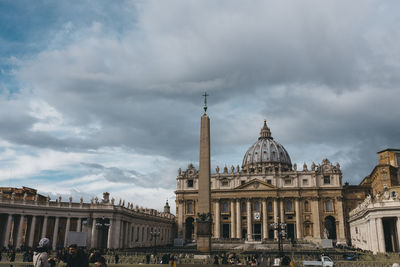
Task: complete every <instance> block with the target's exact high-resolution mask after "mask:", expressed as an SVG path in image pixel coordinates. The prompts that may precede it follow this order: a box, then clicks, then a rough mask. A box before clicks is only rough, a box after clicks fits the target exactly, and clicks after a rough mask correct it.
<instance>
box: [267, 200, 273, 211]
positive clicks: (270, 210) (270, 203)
mask: <svg viewBox="0 0 400 267" xmlns="http://www.w3.org/2000/svg"><path fill="white" fill-rule="evenodd" d="M267 208H268V211H273V208H272V202H268V204H267Z"/></svg>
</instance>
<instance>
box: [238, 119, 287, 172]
mask: <svg viewBox="0 0 400 267" xmlns="http://www.w3.org/2000/svg"><path fill="white" fill-rule="evenodd" d="M291 168H292V163H291V161H290V157H289V154H288V153H287V151H286V149H285V148H284V147H283V146H282V145H281V144H279V143H278V142H276V141H275V140H274V139H273V138H272V136H271V131H270V130H269V128H268V126H267V122H266V121H264V126H263V128H262V129H261V132H260V137H259V138H258V140H257V142H255V143H254V144H253V145H252V146H251V147H250V148H249V149H248V150H247V152H246V154H245V155H244V158H243V163H242V169H243V171H246V172H249V173H251V172H264V171H265V172H269V171H274V170H277V169H281V170H282V171H286V170H290V169H291Z"/></svg>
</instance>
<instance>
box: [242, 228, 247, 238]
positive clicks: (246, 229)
mask: <svg viewBox="0 0 400 267" xmlns="http://www.w3.org/2000/svg"><path fill="white" fill-rule="evenodd" d="M242 238H243V239H246V238H247V229H242Z"/></svg>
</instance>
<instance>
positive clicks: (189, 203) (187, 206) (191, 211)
mask: <svg viewBox="0 0 400 267" xmlns="http://www.w3.org/2000/svg"><path fill="white" fill-rule="evenodd" d="M187 213H188V214H193V202H192V201H189V202H188V203H187Z"/></svg>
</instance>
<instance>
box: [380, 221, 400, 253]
mask: <svg viewBox="0 0 400 267" xmlns="http://www.w3.org/2000/svg"><path fill="white" fill-rule="evenodd" d="M382 226H383V235H384V237H385V247H386V252H399V246H398V240H397V231H396V218H393V217H392V218H382Z"/></svg>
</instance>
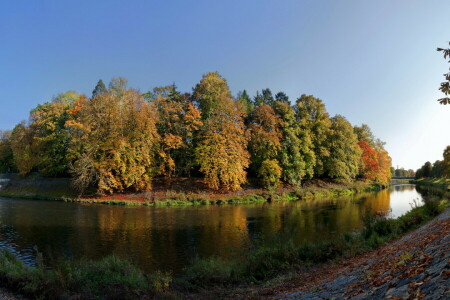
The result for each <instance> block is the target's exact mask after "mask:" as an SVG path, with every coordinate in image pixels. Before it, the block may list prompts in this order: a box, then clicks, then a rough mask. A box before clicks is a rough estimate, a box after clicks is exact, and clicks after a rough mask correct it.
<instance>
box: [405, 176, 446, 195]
mask: <svg viewBox="0 0 450 300" xmlns="http://www.w3.org/2000/svg"><path fill="white" fill-rule="evenodd" d="M413 182H414V183H415V184H417V185H420V186H429V187H434V188H438V189H442V190H445V191H448V192H450V178H447V179H446V178H420V179H417V180H414V181H413Z"/></svg>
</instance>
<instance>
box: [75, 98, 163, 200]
mask: <svg viewBox="0 0 450 300" xmlns="http://www.w3.org/2000/svg"><path fill="white" fill-rule="evenodd" d="M70 113H71V114H72V115H73V117H72V118H71V120H69V121H68V122H67V125H68V128H69V130H70V135H71V144H70V148H69V160H70V161H72V162H73V163H72V167H71V173H72V175H73V177H74V179H73V182H74V185H75V186H76V187H77V188H78V189H79V190H80V191H81V192H83V191H84V190H85V189H86V188H87V187H89V186H95V187H96V189H97V192H98V193H99V194H104V193H112V192H122V191H124V190H125V189H133V190H136V191H144V190H148V189H150V188H151V179H152V177H153V176H154V174H155V173H156V170H157V164H156V153H157V151H158V148H159V146H158V143H159V135H158V133H157V130H156V115H155V110H154V109H153V108H152V107H151V104H149V103H147V102H146V101H145V100H144V99H143V97H142V96H140V95H139V94H138V93H137V92H136V91H134V90H121V92H120V93H118V92H114V93H106V94H100V95H97V97H95V98H92V99H89V100H87V99H84V98H81V99H80V100H78V101H76V103H75V105H74V108H73V109H72V110H71V111H70Z"/></svg>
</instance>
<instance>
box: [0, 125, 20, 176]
mask: <svg viewBox="0 0 450 300" xmlns="http://www.w3.org/2000/svg"><path fill="white" fill-rule="evenodd" d="M10 137H11V131H9V130H8V131H1V130H0V173H9V172H13V171H15V169H16V168H15V165H14V153H13V150H12V148H11V140H10Z"/></svg>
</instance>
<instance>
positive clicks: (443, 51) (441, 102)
mask: <svg viewBox="0 0 450 300" xmlns="http://www.w3.org/2000/svg"><path fill="white" fill-rule="evenodd" d="M449 45H450V42H449ZM437 51H442V52H443V53H444V59H447V57H449V58H450V48H447V49H442V48H437ZM448 62H449V63H450V60H449V61H448ZM444 77H445V80H446V81H444V82H442V83H441V87H440V88H439V90H440V91H441V92H443V93H444V95H445V96H446V97H444V98H441V99H439V100H438V101H439V103H441V104H444V105H445V104H450V98H449V97H447V96H448V95H450V72H449V73H447V74H444Z"/></svg>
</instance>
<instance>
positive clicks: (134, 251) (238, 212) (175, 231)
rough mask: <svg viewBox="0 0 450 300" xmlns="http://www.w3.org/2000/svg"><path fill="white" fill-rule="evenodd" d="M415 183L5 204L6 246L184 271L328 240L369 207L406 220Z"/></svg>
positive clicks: (350, 222) (1, 201) (4, 214)
mask: <svg viewBox="0 0 450 300" xmlns="http://www.w3.org/2000/svg"><path fill="white" fill-rule="evenodd" d="M412 199H418V201H421V200H422V197H421V196H420V194H419V193H418V192H417V191H416V189H415V187H414V186H413V185H401V186H394V187H392V188H391V189H390V190H383V191H381V192H378V193H376V194H366V195H359V196H357V197H348V198H342V199H333V200H314V201H299V202H295V203H263V204H255V205H245V206H244V205H238V206H232V205H227V206H199V207H184V208H183V207H156V208H153V207H150V208H149V207H119V206H106V205H80V204H73V203H60V202H46V201H30V200H11V199H4V198H3V199H1V201H0V246H7V247H9V248H10V249H12V250H14V251H15V252H17V253H19V254H20V256H21V257H22V258H23V259H25V260H27V261H31V260H32V258H33V246H34V245H37V247H38V248H39V249H40V250H41V251H43V252H44V253H51V254H52V255H53V256H60V255H64V256H74V257H82V256H84V257H88V258H100V257H102V256H105V255H108V254H113V253H114V254H116V255H119V256H123V257H128V258H131V259H132V260H133V261H134V262H136V263H137V264H139V265H140V266H141V267H142V268H143V269H145V270H147V271H150V270H153V269H155V268H158V269H165V270H174V271H179V270H181V268H182V267H183V266H185V265H186V264H187V263H188V262H189V261H190V260H191V259H192V258H193V257H195V256H197V255H199V256H209V255H220V256H228V255H231V254H230V253H232V252H233V251H232V250H233V249H234V250H236V249H240V248H242V247H243V246H244V244H245V243H247V242H248V241H249V240H250V239H254V238H257V237H261V236H271V235H274V234H277V233H280V232H286V231H287V232H289V233H291V234H292V235H294V239H295V240H296V241H297V242H301V241H318V240H323V239H328V238H330V237H332V236H333V235H335V234H339V233H343V232H349V231H354V230H357V229H359V228H361V226H362V221H361V219H362V216H363V215H364V214H365V213H366V211H367V210H371V211H381V212H384V213H388V212H389V211H391V216H399V215H401V214H403V213H405V212H406V211H408V210H409V209H410V204H409V203H410V202H411V201H412Z"/></svg>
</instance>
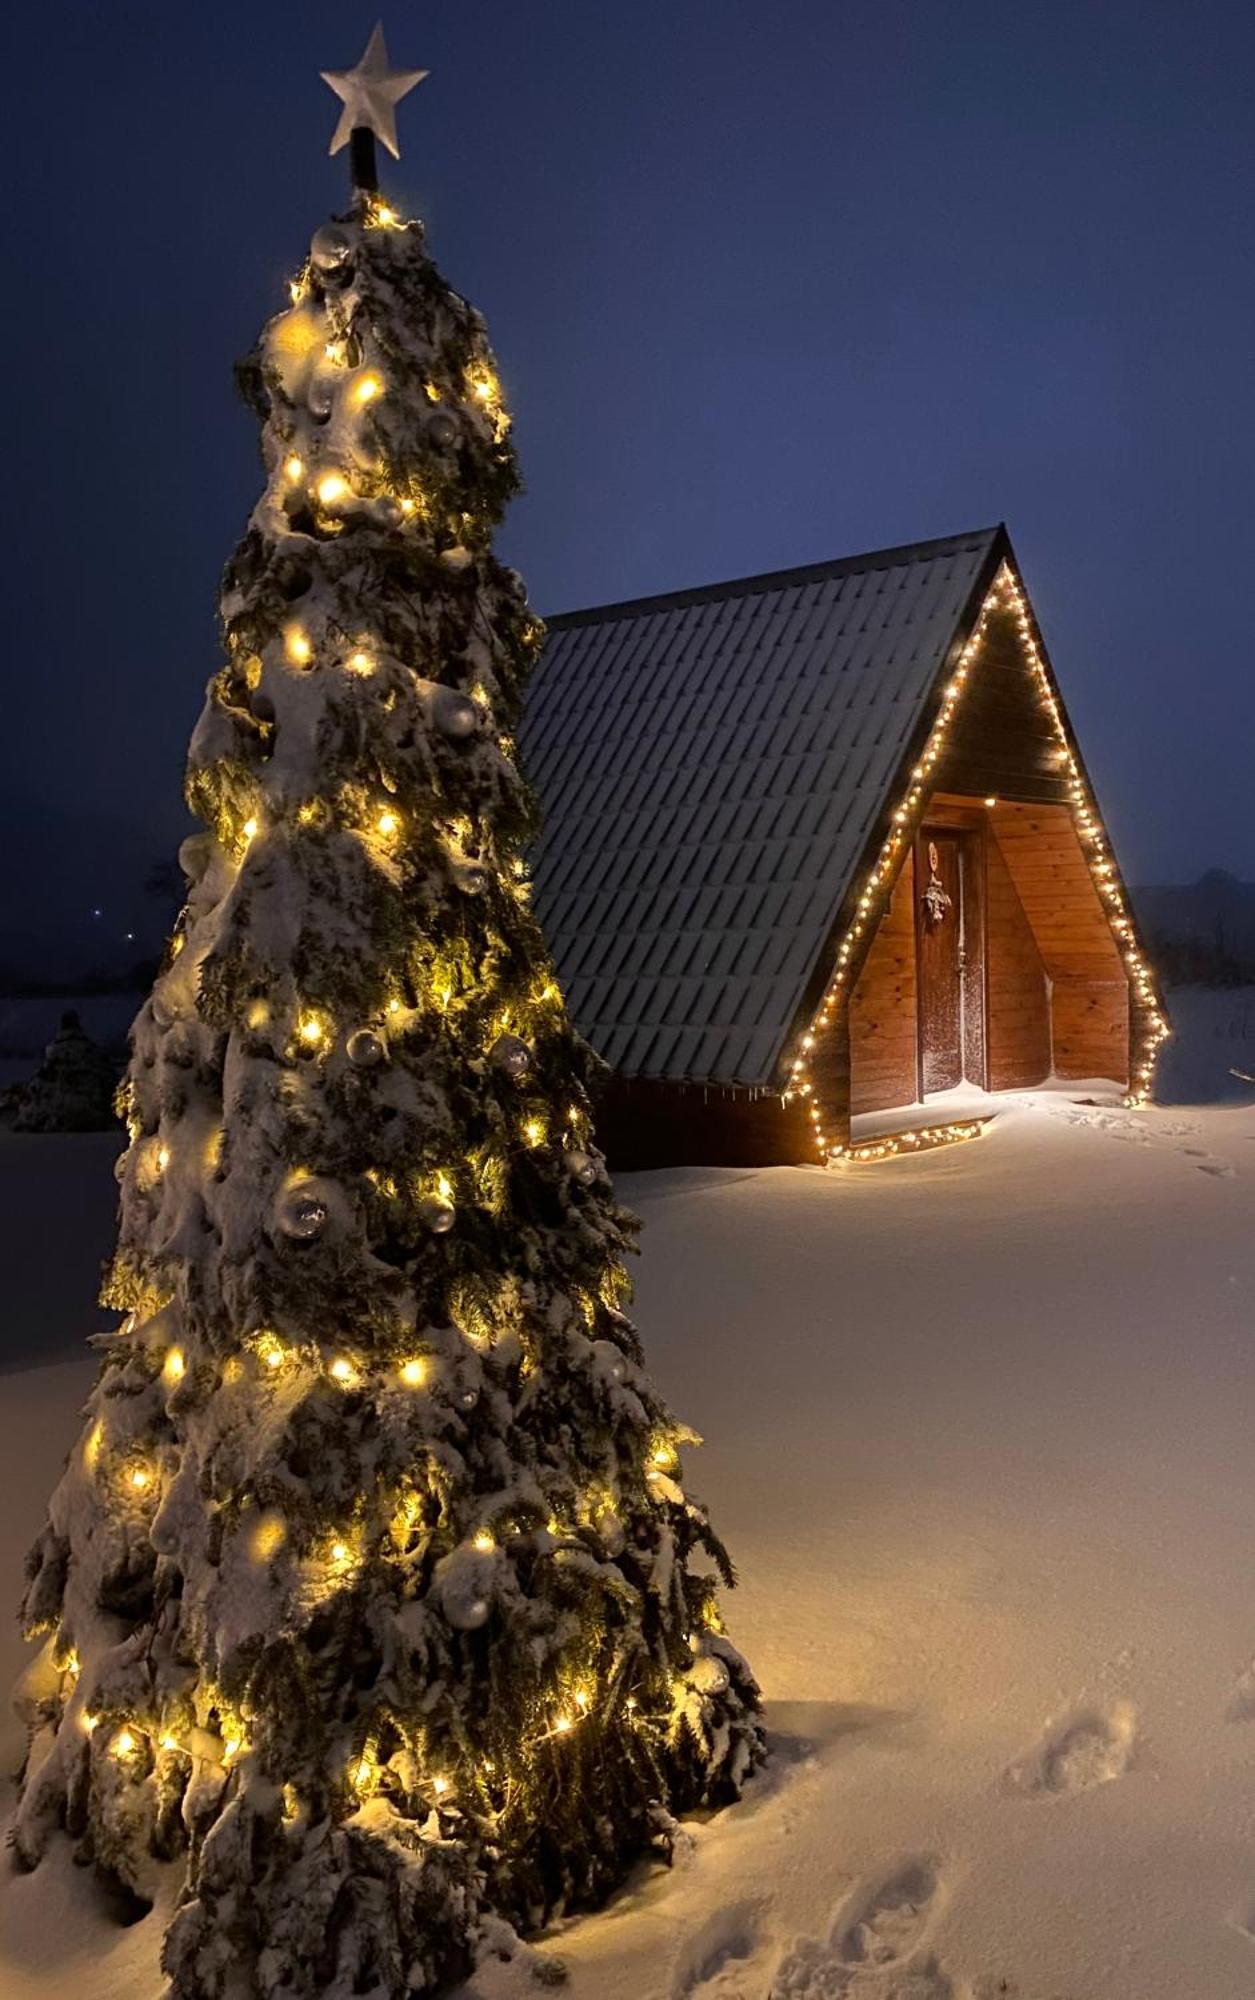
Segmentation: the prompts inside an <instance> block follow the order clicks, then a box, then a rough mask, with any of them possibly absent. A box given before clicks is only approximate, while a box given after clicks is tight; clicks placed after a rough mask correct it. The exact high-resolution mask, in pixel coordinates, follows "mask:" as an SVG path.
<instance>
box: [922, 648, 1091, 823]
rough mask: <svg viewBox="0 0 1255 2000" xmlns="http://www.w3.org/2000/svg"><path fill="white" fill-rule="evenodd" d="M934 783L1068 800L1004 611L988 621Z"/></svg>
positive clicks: (952, 788) (943, 753)
mask: <svg viewBox="0 0 1255 2000" xmlns="http://www.w3.org/2000/svg"><path fill="white" fill-rule="evenodd" d="M935 782H937V790H939V792H959V794H965V796H967V798H987V796H989V794H995V796H997V798H1003V796H1005V798H1017V800H1041V802H1043V804H1061V806H1065V804H1067V774H1065V770H1063V766H1061V764H1059V738H1057V736H1055V726H1053V722H1051V718H1049V714H1047V712H1045V708H1043V704H1041V696H1039V692H1037V684H1035V680H1033V670H1031V666H1029V662H1027V658H1025V652H1023V646H1021V644H1019V632H1017V626H1015V620H1013V618H1011V616H1009V614H1007V612H1003V614H1001V616H995V618H993V620H991V622H989V628H987V634H985V644H983V646H981V656H979V664H977V668H975V672H973V676H971V682H969V684H967V688H965V692H963V700H961V704H959V712H957V718H955V726H953V730H951V736H949V744H947V748H945V752H943V756H941V758H939V762H937V778H935Z"/></svg>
★ ★ ★
Copy out every line of the records above that contains the string "with". Match case exactly.

Task: complete every <instance> block with the target's exact high-resolution mask after "mask:", expressed as an SVG path in image pixel coordinates. The prompts that may precede it follow this order: a box, then clicks, then a rough mask. A box before clicks is only rough, a box after clicks fits the target exactly, and clicks after a rough mask correct it.
The result for each <instance> block is the target's exact mask after "mask:" as an SVG path, with every coordinate in image pixels. Before it, the block may list prompts in this order: a box, then clicks, then a rough mask. A box before clicks is a rough estimate, a box after clicks is exact, and clicks after a rough mask correct it.
Segmentation: the prompts inside an <instance> block follow the order clicks, then a box, then a rough mask, with any of them possibly absent. A box given before clicks is only approximate, while a box given after clicks is tight; clicks placed after a rough mask correct it. The exact high-resolution mask, in pixel coordinates, follows "mask:" as an SVG path.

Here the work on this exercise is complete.